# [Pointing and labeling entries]
━━━

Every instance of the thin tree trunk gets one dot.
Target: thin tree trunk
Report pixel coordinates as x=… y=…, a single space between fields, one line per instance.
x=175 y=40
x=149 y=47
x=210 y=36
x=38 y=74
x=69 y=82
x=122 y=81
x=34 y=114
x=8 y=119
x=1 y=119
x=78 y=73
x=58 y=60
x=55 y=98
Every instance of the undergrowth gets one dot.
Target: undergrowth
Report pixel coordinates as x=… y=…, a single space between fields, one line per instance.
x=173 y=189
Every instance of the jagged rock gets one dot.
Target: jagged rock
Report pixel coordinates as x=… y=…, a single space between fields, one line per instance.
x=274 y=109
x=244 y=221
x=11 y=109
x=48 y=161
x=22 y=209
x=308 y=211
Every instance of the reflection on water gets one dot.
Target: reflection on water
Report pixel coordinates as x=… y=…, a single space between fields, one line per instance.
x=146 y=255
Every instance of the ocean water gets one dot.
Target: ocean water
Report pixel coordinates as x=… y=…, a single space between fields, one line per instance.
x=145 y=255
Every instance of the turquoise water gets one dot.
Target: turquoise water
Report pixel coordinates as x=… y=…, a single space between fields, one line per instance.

━━━

# [SHORT EXERCISE]
Print all of the records above again, word for word and in the same order, without changing anything.

# [FINAL ANSWER]
Every instance of the thin tree trunk gets one dot.
Target: thin tree trunk
Report pixel coordinates as x=… y=…, a single space between fields, one line per instance.
x=175 y=40
x=149 y=47
x=210 y=36
x=38 y=74
x=69 y=82
x=122 y=81
x=34 y=114
x=8 y=119
x=1 y=119
x=78 y=73
x=58 y=60
x=55 y=98
Every instance of the undergrowth gets one dot.
Target: undergrowth
Report pixel coordinates as x=… y=…, a single space between fields, one line per instance.
x=173 y=189
Every instance of the jagged rock gets one dot.
Target: jagged rock
Report pixel coordinates as x=… y=…, a single space between fields, one line per instance.
x=274 y=109
x=244 y=221
x=11 y=109
x=48 y=161
x=22 y=209
x=308 y=211
Every instance of the reflection on water gets one dot.
Target: reflection on water
Report pixel coordinates as x=… y=…, a single space between fields, one line per instance.
x=146 y=255
Every instance of the ocean water gets one dot.
Target: ocean water
Report pixel coordinates as x=… y=…, a single space between fields, one line per instance.
x=145 y=255
Every instance of the turquoise water gets one dot.
Target: turquoise water
Report pixel coordinates as x=… y=…, a single space between fields, one line per instance.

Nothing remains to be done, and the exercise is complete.